* [Requirements] Can you copy out the whole listing below, line for line, without changing a single character?
** begin Extracted material **
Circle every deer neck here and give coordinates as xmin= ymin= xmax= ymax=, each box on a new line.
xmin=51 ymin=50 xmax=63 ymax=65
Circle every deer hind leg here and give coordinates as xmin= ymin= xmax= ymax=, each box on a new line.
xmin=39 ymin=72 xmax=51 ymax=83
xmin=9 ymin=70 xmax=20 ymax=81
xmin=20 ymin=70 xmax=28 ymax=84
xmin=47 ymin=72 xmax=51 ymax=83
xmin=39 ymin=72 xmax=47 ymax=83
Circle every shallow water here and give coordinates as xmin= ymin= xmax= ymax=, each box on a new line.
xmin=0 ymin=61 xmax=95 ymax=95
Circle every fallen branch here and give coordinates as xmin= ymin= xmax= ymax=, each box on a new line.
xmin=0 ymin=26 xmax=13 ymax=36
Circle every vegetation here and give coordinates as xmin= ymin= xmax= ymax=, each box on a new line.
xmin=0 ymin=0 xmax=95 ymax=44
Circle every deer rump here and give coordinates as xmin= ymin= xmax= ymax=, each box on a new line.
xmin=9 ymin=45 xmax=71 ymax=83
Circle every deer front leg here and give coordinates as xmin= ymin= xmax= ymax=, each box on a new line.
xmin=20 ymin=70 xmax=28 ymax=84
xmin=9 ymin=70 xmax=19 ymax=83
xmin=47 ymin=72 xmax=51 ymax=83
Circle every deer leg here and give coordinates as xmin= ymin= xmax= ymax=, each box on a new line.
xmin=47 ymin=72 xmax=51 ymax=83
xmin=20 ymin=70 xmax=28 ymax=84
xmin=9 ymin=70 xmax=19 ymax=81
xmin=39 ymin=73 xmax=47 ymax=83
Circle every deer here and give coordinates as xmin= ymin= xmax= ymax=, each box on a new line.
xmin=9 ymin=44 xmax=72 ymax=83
** end Extracted material **
* [Final result]
Circle every deer neck here and give coordinates as xmin= ymin= xmax= ymax=, each box on a new line.
xmin=51 ymin=50 xmax=63 ymax=65
Circle every deer hind leg here and give coordinates as xmin= ymin= xmax= ymax=, each box on a new line.
xmin=39 ymin=72 xmax=51 ymax=83
xmin=9 ymin=70 xmax=20 ymax=81
xmin=20 ymin=70 xmax=28 ymax=84
xmin=47 ymin=72 xmax=51 ymax=83
xmin=39 ymin=72 xmax=47 ymax=83
Circle every shallow water here and give coordinates as xmin= ymin= xmax= ymax=, each box on a new line.
xmin=0 ymin=61 xmax=95 ymax=95
Circle every fallen branch here and give coordinates as xmin= ymin= xmax= ymax=, each box on a new line.
xmin=0 ymin=26 xmax=13 ymax=36
Circle every vegetation here and give coordinates as xmin= ymin= xmax= ymax=, each box on a new line.
xmin=0 ymin=0 xmax=95 ymax=44
Circle every deer rump here and give coordinates as xmin= ymin= xmax= ymax=, each box on a new line.
xmin=9 ymin=45 xmax=71 ymax=83
Circle every deer front leg here and give coordinates as xmin= ymin= xmax= ymax=, each box on a new line.
xmin=20 ymin=70 xmax=28 ymax=84
xmin=9 ymin=70 xmax=19 ymax=83
xmin=47 ymin=72 xmax=51 ymax=83
Circle every deer leg here and give coordinates as xmin= ymin= xmax= ymax=, each box on a new line.
xmin=47 ymin=72 xmax=51 ymax=83
xmin=20 ymin=70 xmax=28 ymax=84
xmin=9 ymin=70 xmax=19 ymax=81
xmin=39 ymin=73 xmax=47 ymax=83
Circle every deer here and give coordinates as xmin= ymin= xmax= ymax=, each box on a new line.
xmin=9 ymin=44 xmax=72 ymax=83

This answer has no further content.